_QUOTED PASSAGE_:
Begin

# **Module 3: Raster Data in Python**

#### Data
In this example, we will create some raster data to imitate real-world data. We will use `data-module-3` as a workspace. We have also prepared the following datasets:
- `ndvi_summer.tif` and `ndvi_winter.tif` - Normalized Difference Vegetation Index (NDVI) for a study area in Kansas. NDVI is an indicator of vegetation health. Data was acquired by Landsat 8 and exported from Climate Engine at http://climateengine.org.
- `ag_fields.shp` - selected agricultural fields for a study area in Kansas.
- `friction_mali.tif` - a friction surface that quanitfies travel cost for a sample study area in Mali.

End

_EXERCISE DIRECTIONS_: Reproduce the raster module excerpt above word for word, keeping all of its lines and formatting.

_SOURCE DATA_:
Begin

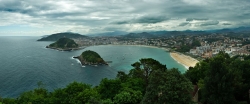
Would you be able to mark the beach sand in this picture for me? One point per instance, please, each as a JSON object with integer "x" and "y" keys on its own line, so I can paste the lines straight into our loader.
{"x": 187, "y": 61}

End

_WRITTEN SOLUTION_:
# **Module 3: Raster Data in Python**

#### Data
In this example, we will create some raster data to imitate real-world data. We will use `data-module-3` as a workspace. We have also prepared the following datasets:
- `ndvi_summer.tif` and `ndvi_winter.tif` - Normalized Difference Vegetation Index (NDVI) for a study area in Kansas. NDVI is an indicator of vegetation health. Data was acquired by Landsat 8 and exported from Climate Engine at http://climateengine.org.
- `ag_fields.shp` - selected agricultural fields for a study area in Kansas.
- `friction_mali.tif` - a friction surface that quanitfies travel cost for a sample study area in Mali.